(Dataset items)
----

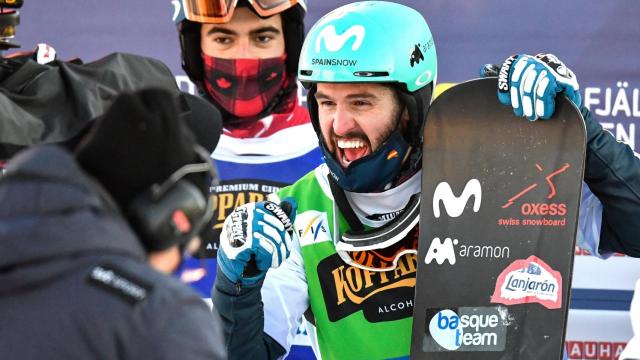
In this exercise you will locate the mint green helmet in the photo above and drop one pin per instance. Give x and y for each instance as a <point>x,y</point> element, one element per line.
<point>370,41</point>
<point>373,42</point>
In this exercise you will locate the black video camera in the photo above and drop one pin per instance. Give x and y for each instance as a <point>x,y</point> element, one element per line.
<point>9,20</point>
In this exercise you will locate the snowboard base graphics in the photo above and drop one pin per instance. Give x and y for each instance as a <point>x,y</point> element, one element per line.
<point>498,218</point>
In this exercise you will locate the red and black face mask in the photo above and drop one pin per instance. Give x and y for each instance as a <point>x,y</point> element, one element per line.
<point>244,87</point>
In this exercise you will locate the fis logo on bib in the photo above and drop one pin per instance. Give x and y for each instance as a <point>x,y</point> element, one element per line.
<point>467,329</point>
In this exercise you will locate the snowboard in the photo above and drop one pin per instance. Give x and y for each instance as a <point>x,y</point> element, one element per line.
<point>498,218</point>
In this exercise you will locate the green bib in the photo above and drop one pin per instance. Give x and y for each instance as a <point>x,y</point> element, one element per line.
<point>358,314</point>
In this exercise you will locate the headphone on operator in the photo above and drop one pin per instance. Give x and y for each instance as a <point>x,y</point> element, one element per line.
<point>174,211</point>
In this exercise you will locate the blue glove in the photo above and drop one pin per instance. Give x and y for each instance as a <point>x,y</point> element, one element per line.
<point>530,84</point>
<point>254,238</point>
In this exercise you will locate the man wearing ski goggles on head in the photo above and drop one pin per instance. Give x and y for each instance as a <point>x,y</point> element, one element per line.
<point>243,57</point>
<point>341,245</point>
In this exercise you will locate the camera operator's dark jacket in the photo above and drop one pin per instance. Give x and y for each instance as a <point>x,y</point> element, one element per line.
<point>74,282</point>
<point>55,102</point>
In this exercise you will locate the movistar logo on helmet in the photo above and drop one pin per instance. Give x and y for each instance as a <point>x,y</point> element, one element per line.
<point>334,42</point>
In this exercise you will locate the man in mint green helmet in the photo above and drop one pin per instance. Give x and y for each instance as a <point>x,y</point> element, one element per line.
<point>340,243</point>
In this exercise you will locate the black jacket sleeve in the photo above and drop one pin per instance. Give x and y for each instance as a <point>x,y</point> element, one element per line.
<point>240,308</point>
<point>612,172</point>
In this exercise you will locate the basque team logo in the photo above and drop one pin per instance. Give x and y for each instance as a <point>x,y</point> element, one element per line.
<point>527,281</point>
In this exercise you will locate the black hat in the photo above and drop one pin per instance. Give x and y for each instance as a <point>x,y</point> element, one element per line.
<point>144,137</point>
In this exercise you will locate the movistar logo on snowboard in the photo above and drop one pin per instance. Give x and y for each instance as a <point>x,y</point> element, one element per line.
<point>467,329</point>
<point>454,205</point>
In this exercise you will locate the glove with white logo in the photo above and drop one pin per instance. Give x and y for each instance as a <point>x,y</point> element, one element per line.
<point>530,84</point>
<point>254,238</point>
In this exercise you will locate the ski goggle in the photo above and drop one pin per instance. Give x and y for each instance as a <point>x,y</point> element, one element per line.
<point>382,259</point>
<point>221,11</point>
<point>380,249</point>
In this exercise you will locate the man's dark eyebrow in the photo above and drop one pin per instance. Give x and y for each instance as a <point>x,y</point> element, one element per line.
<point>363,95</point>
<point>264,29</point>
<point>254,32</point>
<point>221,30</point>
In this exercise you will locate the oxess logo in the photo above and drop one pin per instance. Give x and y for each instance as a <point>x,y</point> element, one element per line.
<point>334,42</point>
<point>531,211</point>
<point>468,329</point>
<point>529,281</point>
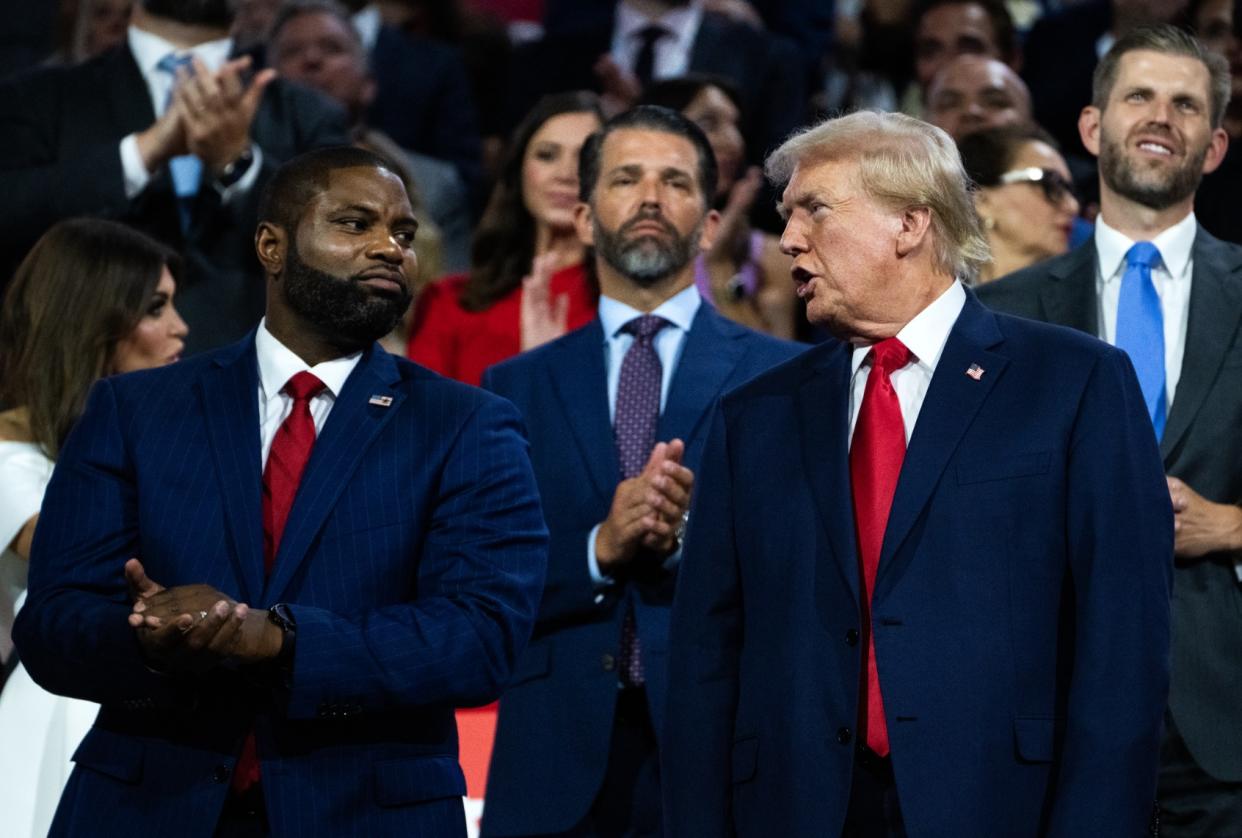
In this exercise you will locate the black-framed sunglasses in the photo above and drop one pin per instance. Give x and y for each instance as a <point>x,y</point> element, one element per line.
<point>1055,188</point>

----

● **Task to carry out**: Only the text of the entries belongs in the answer, copied exactly; the pictures stay out.

● **Exercise output**:
In this exercise you will locate the mint green helmet in the photo above and drop one pin per instance. Give x and y for each instance as a <point>x,y</point> element, one element per line.
<point>370,41</point>
<point>373,42</point>
In this exercise you will locate the black video camera in the photo above and drop one pin per instance. Give x and y for each instance as a <point>x,y</point> element, one element per line.
<point>9,20</point>
In this exercise you will locate the snowboard base graphics in the photo above and drop one pin per instance. Give x and y for each instance as a <point>x,y</point> element, one element per line.
<point>498,218</point>
In this exercise you will locate the red and black face mask in the photo above and drop one pin per instance. Give x and y for each instance as a <point>x,y</point> element, one element per line.
<point>244,87</point>
In this exercise you will locate the fis logo on bib in the photo above and drop one pin per instance. Give x and y for each instance as a <point>x,y</point> element, one element per line.
<point>467,329</point>
In this exercise you will locate the snowboard in the photo above and drop one pin per instance. Give x and y for each instance as a <point>x,y</point> element, one element per line.
<point>498,218</point>
In this exercise you will locate the green bib in the photo above and drop one pin per instance. Give x and y for each instance as a <point>x,y</point> element, one element per line.
<point>358,314</point>
In this exercise you will locate the headphone on operator in the photo above and drop one pin per instance. Give x and y for each instance as a <point>x,y</point> element, one element per line.
<point>174,211</point>
In this exercise you will locate the blue glove in the photo above and drop one pin per instance. Give x and y for each instance as a <point>x,y</point> element, one element per line.
<point>530,84</point>
<point>254,238</point>
In this exercise you will locate the man wearing ski goggles on head in the photo above and drop one pin per instance. Give x and y for each instance as a <point>x,y</point> element, one element per line.
<point>243,57</point>
<point>341,245</point>
In this exercise you will locate the camera operator's dark jacket in the photo above and drop one pin per instance. Give x and y for each instance as a <point>x,y</point> element, one element per line.
<point>74,282</point>
<point>55,102</point>
In this exercise you will locate the movistar logo on helmet in the photo above and drop one pin per instance. Give x and y for each instance as a <point>x,y</point> element, one element per line.
<point>334,42</point>
In this exercise you will locate the man in mint green helmet in the photo above and drop one pin per instance. Give x and y for each instance as a <point>x,y</point> element, one element per line.
<point>340,243</point>
In this exercise you will locate the black jacket sleeve in the photo above and drop one pin per instance. Give x and y for each instance as a <point>x,y</point> element, one element per line.
<point>240,308</point>
<point>612,172</point>
In this exercise you will locate the basque team logo in the photo above and drop one pin per instance. Give x and y for each instance as a <point>x,y</point> element, one element per line.
<point>527,281</point>
In this exercise you will locate the black hat in the photo above and drop one pin per instance. Give x and y for each instance as a <point>x,y</point> element, one element per line.
<point>144,137</point>
In this exercise you will locate the movistar logo on snowboard in the photo above and drop one pin per instance. Give x and y for each instance as a <point>x,y</point> element, one element per line.
<point>467,329</point>
<point>454,205</point>
In this exercise you will locate the glove with white logo in the photo above and drop one pin per instance. Give x and y for each instance as a <point>x,y</point> element, one element per line.
<point>530,84</point>
<point>254,238</point>
In this exercise you will locate the ski goggle in the photo above and drop one pin per instance. Give x and y for each instance as a <point>x,y</point> element, one element per line.
<point>382,259</point>
<point>221,11</point>
<point>380,249</point>
In this exercise you will locate the man's dark eyebrow in the photo above and drop one pin per instance. Give x and y for each instance as a <point>x,y</point> element, one element per line.
<point>363,95</point>
<point>264,29</point>
<point>254,32</point>
<point>221,30</point>
In this exercise you will locate the oxess logo in the photo above and drop one pin per instance. Give x and y for each instance as a <point>x,y</point> element, one element per line.
<point>334,42</point>
<point>531,211</point>
<point>468,329</point>
<point>529,281</point>
In this exercise you will locate the black-framed sunglasses in the photo above and drop one pin per instance. Give x and y for each instance as a <point>x,y</point> element, one element per line.
<point>1055,188</point>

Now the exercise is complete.